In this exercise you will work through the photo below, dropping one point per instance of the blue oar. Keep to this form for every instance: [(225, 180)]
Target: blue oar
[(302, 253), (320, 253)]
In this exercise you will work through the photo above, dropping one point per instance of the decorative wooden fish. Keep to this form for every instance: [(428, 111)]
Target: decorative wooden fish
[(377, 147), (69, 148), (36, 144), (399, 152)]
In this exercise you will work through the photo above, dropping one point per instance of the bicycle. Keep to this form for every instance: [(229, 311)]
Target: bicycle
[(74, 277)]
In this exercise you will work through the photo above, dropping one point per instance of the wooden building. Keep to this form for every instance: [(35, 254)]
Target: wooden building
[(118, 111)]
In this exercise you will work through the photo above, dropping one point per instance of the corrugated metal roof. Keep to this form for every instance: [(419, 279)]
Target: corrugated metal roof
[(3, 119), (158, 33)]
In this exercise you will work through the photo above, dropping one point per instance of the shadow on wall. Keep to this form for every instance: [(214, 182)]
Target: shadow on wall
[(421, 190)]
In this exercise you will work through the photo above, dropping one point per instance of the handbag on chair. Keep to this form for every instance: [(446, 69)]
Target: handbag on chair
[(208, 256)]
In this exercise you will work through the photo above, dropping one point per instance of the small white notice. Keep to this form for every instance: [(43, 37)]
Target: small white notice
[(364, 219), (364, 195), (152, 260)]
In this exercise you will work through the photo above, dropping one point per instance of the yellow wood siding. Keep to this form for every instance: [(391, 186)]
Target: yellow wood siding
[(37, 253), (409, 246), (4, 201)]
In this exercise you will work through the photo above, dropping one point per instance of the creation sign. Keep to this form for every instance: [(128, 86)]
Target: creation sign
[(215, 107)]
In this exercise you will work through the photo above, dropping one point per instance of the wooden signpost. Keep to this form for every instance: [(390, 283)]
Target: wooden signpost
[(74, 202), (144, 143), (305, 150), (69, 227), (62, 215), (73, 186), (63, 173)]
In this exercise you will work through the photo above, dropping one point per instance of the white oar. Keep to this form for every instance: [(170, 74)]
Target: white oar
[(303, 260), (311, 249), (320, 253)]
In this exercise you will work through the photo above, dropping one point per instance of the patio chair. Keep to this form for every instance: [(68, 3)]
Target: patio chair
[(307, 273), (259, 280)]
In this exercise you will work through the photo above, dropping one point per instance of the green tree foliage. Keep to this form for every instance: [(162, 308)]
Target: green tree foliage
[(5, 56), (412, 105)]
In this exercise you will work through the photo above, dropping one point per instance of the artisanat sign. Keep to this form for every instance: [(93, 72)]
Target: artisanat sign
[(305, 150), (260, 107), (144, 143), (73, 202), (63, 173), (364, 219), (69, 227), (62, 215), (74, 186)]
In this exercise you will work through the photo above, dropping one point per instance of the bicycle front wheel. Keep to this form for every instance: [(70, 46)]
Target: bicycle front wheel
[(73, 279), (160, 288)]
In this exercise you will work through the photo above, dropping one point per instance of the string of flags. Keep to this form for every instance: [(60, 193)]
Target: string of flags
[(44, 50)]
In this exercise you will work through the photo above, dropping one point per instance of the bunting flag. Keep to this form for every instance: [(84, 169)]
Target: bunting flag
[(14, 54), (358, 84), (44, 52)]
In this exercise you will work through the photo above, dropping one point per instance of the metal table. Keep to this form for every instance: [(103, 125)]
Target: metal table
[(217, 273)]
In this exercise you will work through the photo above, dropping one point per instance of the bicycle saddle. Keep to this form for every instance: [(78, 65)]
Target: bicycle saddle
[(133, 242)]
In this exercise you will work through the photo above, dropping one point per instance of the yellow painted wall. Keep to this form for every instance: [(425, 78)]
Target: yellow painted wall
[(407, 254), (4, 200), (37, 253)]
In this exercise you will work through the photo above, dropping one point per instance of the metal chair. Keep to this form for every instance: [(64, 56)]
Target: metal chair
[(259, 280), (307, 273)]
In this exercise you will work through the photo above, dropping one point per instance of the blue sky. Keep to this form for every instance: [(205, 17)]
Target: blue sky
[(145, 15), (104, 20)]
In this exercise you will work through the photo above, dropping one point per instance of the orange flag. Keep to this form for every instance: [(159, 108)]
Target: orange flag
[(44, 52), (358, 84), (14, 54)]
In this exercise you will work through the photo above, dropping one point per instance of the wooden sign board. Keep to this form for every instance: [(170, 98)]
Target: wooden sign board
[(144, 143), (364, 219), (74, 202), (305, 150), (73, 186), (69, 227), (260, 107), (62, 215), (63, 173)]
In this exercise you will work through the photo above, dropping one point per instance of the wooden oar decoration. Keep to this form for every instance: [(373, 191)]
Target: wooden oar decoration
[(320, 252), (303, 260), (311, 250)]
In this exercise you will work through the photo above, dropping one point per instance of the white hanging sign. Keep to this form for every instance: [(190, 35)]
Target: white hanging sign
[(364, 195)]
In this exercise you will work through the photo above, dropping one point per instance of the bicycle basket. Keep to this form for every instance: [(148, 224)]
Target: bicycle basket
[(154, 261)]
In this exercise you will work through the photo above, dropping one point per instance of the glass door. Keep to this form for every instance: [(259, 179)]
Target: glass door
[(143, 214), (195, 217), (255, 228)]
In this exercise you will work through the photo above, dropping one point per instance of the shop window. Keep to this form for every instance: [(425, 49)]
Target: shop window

+++++

All lines from the one that holds "instance: [(205, 17)]" through the end of the records are to be returned exactly, including both boundary lines, and no others.

In this exercise you will work through the photo above, dropping one point per instance of the blue sky. Keep to this form for every instance: [(205, 17)]
Target: blue sky
[(145, 15), (104, 20)]
In this exercise you will work through the photo above, dropping one point per instance of the orange flag. Keep to this form for every instance: [(159, 108)]
Target: orange flag
[(44, 52), (358, 84), (14, 54)]
In this exercise you will work through the photo above, dropping one point per instance of the wooden sign board. Keep to this form for every instance: [(170, 98)]
Target: wooden sign board
[(144, 143), (364, 219), (74, 202), (305, 150), (73, 186), (69, 227), (260, 107), (62, 215), (63, 173)]
In this exercise you will work through the photo above, dropping one point per instance of the wooden oar decoration. Keep to this form for every instance: [(373, 191)]
Target: wooden oar decoration
[(320, 252), (303, 260), (311, 250)]
In this exercise you will work through the photo above, dropping one point per instance of the white hanging sign. Keep to this form for every instance: [(190, 35)]
Target: white hanging sign
[(364, 195)]
In this exercise you will work through the photo above, dropping one point per instance of the bicycle basket. Keep to this form for every instance: [(148, 224)]
Target: bicycle basket
[(154, 261)]
In this exercise you will work through the photo above, dropping one point per instance of the glass door. Keep to this form for every instance: [(259, 179)]
Target: glass door
[(143, 214), (195, 217), (255, 228)]
In this exercise you will work through the photo above, dropping one point per instance of the shop window. Keep to this form for every instance: [(425, 49)]
Target: shop window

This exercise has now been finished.